------ RECORD SET

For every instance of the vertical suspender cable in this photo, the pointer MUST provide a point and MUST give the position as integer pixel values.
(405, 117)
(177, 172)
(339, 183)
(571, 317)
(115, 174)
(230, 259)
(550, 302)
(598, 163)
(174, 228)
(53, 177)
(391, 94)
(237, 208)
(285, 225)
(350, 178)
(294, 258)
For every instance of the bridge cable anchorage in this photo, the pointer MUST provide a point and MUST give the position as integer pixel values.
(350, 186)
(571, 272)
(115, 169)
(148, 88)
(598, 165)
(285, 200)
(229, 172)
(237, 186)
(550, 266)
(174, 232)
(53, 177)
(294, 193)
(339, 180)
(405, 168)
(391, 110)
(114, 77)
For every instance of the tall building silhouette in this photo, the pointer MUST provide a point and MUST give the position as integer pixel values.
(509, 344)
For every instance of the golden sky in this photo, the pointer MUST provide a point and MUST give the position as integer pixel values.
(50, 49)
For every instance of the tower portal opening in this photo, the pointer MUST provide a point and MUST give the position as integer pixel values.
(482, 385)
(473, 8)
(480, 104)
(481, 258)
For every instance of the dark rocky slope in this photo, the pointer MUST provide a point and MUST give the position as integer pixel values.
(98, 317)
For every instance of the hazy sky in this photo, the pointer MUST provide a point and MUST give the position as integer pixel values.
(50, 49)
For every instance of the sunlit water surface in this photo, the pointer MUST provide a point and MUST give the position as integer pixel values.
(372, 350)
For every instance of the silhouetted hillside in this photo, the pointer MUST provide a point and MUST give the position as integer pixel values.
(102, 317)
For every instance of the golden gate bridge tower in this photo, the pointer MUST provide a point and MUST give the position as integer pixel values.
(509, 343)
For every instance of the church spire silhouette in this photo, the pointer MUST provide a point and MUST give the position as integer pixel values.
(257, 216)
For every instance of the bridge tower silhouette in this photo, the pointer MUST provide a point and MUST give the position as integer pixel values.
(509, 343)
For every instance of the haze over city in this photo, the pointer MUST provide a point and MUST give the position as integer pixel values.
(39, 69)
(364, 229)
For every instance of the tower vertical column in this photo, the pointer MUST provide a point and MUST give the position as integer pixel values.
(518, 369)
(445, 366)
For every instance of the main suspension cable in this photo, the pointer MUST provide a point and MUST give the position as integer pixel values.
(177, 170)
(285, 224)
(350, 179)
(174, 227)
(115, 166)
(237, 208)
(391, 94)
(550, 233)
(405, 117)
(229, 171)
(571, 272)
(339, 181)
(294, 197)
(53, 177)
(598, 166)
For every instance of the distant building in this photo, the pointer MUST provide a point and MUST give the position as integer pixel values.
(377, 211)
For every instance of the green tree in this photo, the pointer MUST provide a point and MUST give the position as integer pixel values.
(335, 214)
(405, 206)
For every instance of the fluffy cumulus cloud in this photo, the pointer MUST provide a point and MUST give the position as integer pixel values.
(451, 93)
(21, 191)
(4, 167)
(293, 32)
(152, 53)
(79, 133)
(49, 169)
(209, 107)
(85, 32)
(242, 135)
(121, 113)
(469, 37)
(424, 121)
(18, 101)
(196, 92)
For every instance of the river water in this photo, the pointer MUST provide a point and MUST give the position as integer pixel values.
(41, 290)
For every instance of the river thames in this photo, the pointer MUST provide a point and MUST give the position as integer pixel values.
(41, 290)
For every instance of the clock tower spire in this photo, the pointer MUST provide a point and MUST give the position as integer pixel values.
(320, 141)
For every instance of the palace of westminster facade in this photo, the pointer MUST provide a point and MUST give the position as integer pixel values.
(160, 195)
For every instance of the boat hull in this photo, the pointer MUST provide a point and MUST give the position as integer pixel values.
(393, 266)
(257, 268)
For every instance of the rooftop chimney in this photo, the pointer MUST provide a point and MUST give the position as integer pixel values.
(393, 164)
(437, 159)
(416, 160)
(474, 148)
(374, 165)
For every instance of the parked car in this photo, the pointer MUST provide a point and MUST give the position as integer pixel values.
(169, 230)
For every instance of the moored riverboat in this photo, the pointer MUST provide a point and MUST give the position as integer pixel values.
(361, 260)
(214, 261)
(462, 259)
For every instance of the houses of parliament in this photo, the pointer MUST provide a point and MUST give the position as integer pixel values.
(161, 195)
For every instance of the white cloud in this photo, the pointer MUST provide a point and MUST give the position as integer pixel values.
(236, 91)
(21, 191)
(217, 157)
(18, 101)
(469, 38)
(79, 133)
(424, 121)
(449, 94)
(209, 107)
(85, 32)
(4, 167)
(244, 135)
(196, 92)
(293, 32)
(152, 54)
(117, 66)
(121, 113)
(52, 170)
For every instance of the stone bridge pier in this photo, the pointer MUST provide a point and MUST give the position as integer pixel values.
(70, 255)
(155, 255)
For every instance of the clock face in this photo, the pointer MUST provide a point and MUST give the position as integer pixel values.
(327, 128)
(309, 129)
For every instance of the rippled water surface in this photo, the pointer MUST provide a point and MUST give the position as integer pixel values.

------------
------ RECORD SET

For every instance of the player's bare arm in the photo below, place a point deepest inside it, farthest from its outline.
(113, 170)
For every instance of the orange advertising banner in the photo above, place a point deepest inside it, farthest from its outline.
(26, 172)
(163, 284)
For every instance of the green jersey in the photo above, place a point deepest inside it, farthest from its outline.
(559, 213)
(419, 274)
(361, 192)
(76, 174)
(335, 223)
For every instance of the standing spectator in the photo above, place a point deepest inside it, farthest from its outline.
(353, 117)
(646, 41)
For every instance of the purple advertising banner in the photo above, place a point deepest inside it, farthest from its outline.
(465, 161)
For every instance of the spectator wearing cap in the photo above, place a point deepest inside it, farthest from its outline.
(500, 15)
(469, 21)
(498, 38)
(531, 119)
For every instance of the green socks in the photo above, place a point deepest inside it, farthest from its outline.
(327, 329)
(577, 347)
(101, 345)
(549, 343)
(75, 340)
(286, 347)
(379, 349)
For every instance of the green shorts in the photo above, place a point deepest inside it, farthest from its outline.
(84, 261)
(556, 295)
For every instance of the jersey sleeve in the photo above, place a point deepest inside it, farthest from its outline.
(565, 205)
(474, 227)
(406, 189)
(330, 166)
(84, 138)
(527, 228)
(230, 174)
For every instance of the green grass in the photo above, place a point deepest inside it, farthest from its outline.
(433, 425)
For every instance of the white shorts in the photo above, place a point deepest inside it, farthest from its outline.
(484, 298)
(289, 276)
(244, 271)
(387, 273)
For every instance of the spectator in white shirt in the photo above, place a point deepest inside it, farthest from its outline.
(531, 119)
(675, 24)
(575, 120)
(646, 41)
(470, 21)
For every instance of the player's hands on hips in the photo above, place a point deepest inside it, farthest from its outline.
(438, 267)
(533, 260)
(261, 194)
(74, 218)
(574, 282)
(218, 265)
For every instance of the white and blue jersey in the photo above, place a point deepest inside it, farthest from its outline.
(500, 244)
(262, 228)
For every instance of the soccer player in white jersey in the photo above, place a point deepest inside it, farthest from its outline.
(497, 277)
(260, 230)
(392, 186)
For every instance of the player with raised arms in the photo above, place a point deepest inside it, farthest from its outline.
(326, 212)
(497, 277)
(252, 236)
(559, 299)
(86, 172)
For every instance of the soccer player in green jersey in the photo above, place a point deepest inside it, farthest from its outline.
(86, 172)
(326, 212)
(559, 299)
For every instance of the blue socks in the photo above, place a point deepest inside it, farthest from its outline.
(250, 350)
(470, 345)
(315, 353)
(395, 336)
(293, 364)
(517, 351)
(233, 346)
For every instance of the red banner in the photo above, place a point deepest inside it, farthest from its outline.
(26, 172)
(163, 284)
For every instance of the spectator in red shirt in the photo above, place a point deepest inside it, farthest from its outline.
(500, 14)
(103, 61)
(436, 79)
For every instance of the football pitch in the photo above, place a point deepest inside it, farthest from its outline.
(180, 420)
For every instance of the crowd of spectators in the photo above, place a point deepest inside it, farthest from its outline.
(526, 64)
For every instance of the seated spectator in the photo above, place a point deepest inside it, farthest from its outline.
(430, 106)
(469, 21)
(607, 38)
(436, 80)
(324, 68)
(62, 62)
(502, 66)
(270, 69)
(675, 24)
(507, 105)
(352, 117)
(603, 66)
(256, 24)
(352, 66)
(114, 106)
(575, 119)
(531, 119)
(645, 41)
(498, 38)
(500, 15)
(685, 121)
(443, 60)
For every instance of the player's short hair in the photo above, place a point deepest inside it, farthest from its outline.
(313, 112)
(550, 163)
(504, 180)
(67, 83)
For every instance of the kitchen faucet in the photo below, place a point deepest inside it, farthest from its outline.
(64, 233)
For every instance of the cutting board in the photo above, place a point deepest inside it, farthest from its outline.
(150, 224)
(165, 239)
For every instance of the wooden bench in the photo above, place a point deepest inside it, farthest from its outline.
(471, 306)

------------
------ RECORD SET

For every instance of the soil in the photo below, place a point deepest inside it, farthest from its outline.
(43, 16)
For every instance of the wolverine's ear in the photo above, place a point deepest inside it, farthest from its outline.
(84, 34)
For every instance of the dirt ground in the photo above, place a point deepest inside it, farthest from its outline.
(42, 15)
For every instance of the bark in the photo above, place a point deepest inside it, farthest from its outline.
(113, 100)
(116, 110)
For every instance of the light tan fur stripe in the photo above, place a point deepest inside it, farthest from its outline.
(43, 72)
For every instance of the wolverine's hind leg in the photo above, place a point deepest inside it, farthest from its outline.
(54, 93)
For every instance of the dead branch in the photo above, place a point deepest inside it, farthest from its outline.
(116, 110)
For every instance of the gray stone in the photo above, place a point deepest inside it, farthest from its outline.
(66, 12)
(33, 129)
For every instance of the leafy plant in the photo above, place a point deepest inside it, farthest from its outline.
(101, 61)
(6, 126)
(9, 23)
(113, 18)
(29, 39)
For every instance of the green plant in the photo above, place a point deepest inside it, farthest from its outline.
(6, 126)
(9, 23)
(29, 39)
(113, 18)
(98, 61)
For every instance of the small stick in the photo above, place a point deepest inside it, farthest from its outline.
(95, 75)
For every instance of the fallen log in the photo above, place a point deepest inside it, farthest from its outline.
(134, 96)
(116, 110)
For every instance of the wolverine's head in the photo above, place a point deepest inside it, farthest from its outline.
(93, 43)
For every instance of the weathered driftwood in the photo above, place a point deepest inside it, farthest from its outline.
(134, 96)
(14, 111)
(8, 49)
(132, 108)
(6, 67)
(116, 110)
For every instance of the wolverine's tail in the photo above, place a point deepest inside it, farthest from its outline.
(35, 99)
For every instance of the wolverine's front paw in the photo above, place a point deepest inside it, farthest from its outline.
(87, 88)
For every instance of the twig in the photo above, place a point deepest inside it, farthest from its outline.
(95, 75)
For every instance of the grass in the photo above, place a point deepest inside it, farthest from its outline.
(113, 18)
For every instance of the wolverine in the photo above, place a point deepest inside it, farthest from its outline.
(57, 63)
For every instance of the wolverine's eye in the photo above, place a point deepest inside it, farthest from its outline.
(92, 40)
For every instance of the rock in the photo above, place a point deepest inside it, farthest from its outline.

------------

▸ **WHAT YOU ARE ASKED TO DO**
Above are the entries. Copy exactly the part that opens with the line containing "For every instance of the wolverine's eye" and closes with the line containing "For every instance of the rock", and no more.

▸ **EXERCISE SOLUTION**
For every instance of the wolverine's eye in the photo above, place a point deepest inside it, farthest from its outline.
(92, 40)
For every instance of the rock in the photo above, place a point deepest inside it, farthest from its outline.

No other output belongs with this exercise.